## [Supplied passage]
----

Fit a NN. Train a neural network model. Compare the R code. It is very similar.

library(neuralnet)


Attaching package: 'neuralnet'

The following object is masked from 'package:dplyr':

    compute

set.seed(12345)

cars_model <- cars_train |> neuralnet(formula = dist ~ speed, 
        act.fct = "logistic", hidden = 3, linear.output=TRUE)

plot(cars_model)

Nice plot with the plotnet() function.

library(NeuralNetTools)

par(mar = numeric(4), family = 'serif')
plotnet(cars_model, alpha = 0.6)

Predict the Test Data. Compare predicted values with the holdout values.

model_results <- compute(cars_model, cars_test[1])

predicted_dist <- model_results$net.result

# examine the correlation between predicted and actual values
cor(predicted_dist, cars_test$dist)

          [,1]
[1,] 0.8033258

Plot the fitted models.

ggplot(data=cars_test, aes(x=speed, y=dist)) + 
  geom_point(size = 4) +
  geom_smooth(method='lm', formula=y~x, fill=NA) +
  geom_line(aes(y = predicted_dist)) +
  ggtitle("Test Data Fitted with a Linear Model (blue) and NN (black)") +
  scale_x_continuous(limits = c(-2.2, 2)) +
  scale_y_continuous(limits = c(-2, 3))

Example: Compare Simple Linear Regression to a Deep Learning, multilayer neural network.

Do you think this model will orverfit?
What does parsimonious mean?
Suggest a better measure for goodness-of-fit.

----

## [What you will do]
(a) In the R neural network tutorial, which named arguments are passed to the neuralnet() function? List them all.
(b) Check each statement against the R neural network tutorial. Answer yes or no, and quote the words that decide it.
(i) The network uses a logistic activation function.
(ii) The network is built with five hidden neurons.
(iii) The correlation between predicted and actual test values is about 0.80.
(c) Resume the R neural network tutorial, picking up after its last line.

A run of records

----

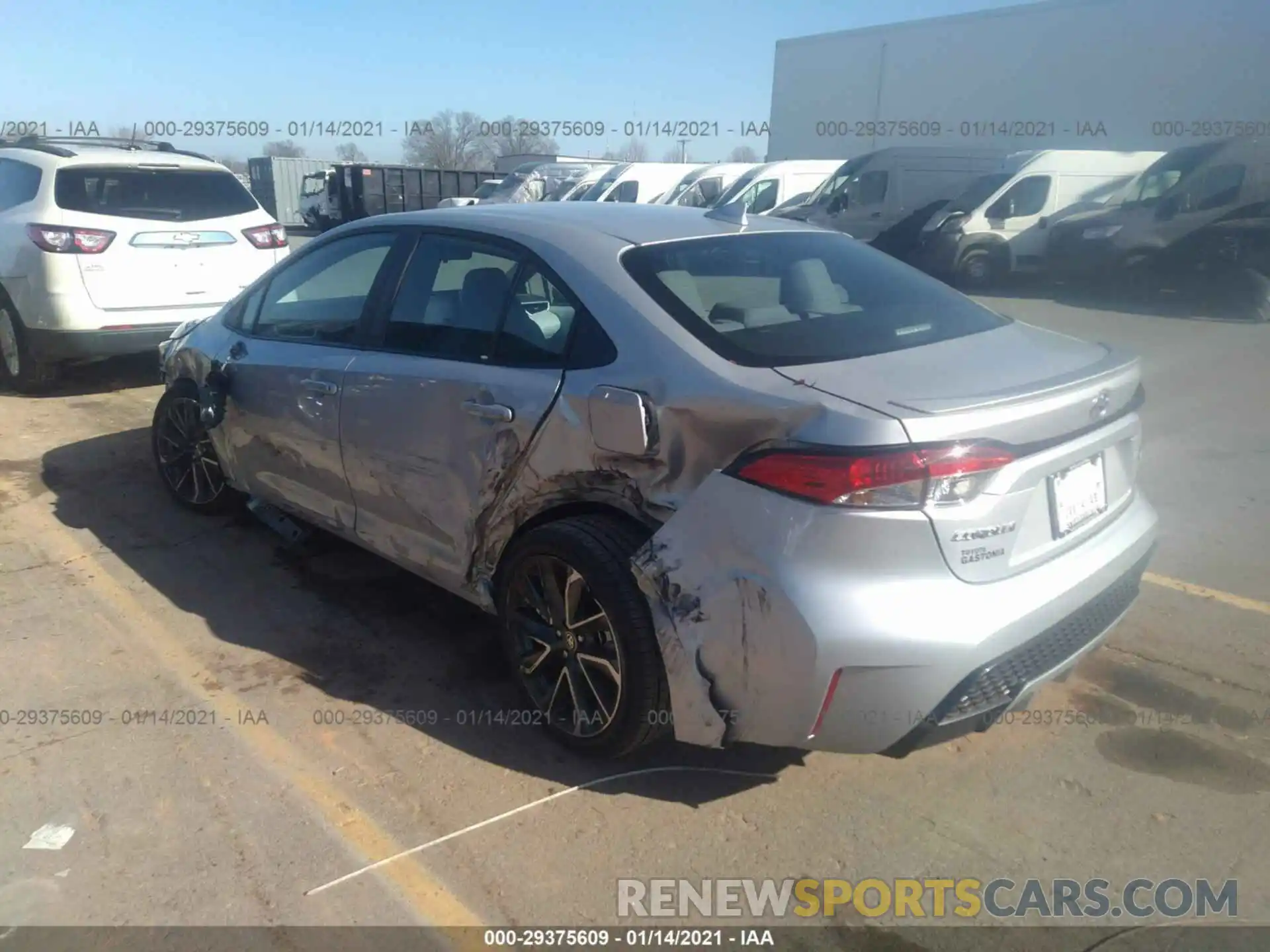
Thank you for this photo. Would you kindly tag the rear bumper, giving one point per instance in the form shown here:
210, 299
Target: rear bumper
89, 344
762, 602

----

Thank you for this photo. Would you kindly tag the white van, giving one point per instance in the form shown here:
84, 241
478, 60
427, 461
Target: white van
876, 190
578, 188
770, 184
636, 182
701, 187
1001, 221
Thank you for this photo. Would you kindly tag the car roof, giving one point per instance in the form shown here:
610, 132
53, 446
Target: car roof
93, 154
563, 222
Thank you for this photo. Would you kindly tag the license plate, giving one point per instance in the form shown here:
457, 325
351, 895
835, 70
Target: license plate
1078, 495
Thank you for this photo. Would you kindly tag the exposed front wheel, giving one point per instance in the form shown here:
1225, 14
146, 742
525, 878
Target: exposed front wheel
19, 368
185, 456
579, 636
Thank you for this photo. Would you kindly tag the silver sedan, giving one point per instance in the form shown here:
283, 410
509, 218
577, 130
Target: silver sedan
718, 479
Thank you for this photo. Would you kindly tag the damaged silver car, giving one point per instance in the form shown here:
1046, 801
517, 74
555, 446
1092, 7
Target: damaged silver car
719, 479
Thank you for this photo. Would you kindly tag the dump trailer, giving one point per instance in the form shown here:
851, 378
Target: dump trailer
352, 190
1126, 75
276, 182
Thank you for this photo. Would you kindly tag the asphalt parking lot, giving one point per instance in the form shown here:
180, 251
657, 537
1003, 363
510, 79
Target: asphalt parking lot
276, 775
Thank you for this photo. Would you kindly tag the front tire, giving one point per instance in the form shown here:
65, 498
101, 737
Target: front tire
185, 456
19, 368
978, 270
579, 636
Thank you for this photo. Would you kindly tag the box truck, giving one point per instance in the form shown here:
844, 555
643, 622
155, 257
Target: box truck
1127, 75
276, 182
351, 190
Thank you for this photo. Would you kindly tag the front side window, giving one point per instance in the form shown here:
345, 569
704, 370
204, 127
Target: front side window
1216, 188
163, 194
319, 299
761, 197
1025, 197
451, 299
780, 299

----

## [Responses in order]
(a) formula, act.fct, hidden, linear.output

(b)
(i) Yes: act.fct = "logistic"
(ii) No: hidden = 3
(iii) Yes: [1,] 0.8033258

(c)
cars_model <- cars_train |> neuralnet(formula = dist ~ speed, 
        act.fct = "logistic", hidden = c(10,5), linear.output=TRUE)

plot(cars_model)

Nice plot with the plotnet() function.

par(mar = numeric(4), family = 'serif')
plotnet(cars_model, alpha = 0.6)

Predict the Test Data. Compare predicted values with the holdout values.

model_results <- compute(cars_model, cars_test[1])

predicted_dist <- model_results$net.result

# examine the correlation between predicted and actual values
cor(predicted_dist, cars_test$dist)

         [,1]
[1,] 0.857052

Plot the fitted models.

ggplot(data=cars_test, aes(x=speed, y=dist)) + 
  geom_point(size = 4) +
  geom_smooth(method='lm', formula=y~x, fill=NA) +
  geom_line(aes(y = predicted_dist)) +
  ggtitle("Test Data Fitted with a Linear Model (blue) and NN (black)") +
  scale_x_continuous(limits = c(-2.2, 2)) +
  scale_y_continuous(limits = c(-2, 3))